==== Available data
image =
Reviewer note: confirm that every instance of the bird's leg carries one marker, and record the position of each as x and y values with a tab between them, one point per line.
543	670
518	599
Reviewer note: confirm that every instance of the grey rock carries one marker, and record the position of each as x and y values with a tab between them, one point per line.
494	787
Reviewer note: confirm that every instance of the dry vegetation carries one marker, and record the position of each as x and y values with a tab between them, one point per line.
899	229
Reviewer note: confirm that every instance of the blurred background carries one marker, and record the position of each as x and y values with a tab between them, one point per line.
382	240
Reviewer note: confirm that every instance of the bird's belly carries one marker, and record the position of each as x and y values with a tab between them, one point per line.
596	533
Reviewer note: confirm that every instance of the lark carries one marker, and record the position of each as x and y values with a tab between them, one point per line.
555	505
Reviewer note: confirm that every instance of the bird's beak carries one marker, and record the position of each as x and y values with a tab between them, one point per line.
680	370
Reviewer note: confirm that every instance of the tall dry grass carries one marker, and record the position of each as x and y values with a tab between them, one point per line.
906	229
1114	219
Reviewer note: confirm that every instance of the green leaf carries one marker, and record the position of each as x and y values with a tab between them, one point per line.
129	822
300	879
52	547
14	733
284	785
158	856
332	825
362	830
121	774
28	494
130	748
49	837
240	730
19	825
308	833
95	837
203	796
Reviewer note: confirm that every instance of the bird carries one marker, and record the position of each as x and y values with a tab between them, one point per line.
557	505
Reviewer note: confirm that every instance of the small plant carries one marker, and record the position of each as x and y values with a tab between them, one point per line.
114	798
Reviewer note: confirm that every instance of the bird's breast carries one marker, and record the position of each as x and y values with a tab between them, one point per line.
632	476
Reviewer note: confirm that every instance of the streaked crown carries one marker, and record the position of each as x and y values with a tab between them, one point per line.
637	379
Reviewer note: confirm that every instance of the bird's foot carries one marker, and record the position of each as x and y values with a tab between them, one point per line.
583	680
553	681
========
◆ **Requirement**
Retype the material above exactly as given.

◆ **Exercise response**
image =
Reviewer note: confirm that every instance of the bird's leg carries one marker, and record the position of each as x and y values with a tab between them, one point per line.
543	670
518	599
Reviewer note: confirm that every instance of the grey rock carries one marker, and record the position of each as x and y values with a tab between them, one point per line.
494	787
Reviewer note: confirm that every instance of the dry vegetation carries one marker, and record the position of each as x and y values with a tab between them, one point per line.
899	229
Reviewer note: confirm that every instance of the blurred background carries one marker, and record the position of each as x and y values with a tab between them, one point per line.
382	240
Reviewer note: confirm that every instance of the bird's belly carries one marker, and record the position of each as x and y values with a tab between them, one point per line.
596	533
Reviewer note: confirm that every instance of the lark carries one marker, and record the position of each as x and y values with a tab between them, one point per line.
555	505
Reviewer note: confirm that every instance of the bird's beak carries one marker, and record the position of each as x and y values with a tab between them, one point per line.
680	370
Reviewer note: confirm that every instance of the tall dry grass carries one marker, and record the position of each as x and y values with a tab between them, one point per line.
906	229
1114	219
Reviewer note: confirm that every instance of the green leaf carries one marker, and record the position of each as x and y values with a tab between them, one point per line.
129	822
300	879
52	547
14	733
284	785
158	856
332	825
362	830
121	774
28	494
130	748
49	837
240	730
19	825
308	833
95	837
203	796
Reviewer note: confirm that every instance of the bird carries one marker, and record the position of each as x and y values with a tab between them, one point per line.
557	505
Reviewer note: confirm that every instance of the small plant carries one marker, and record the position of each as x and y values with a tab between them, one point per line.
114	798
Reviewer note: confirm that every instance of the bird's breast carries one marker, and record the position of each as x and y values with a tab between them, one point per line.
632	476
Reviewer note: confirm that every instance of the streaked crown carries one marker, and record the position of each as x and y values with a tab between them, one point per line.
637	379
Reviewer note: confirm that every instance of the bird's foot carries one marker, and record the position of each as x and y values with a tab between them, one point per line.
583	680
553	681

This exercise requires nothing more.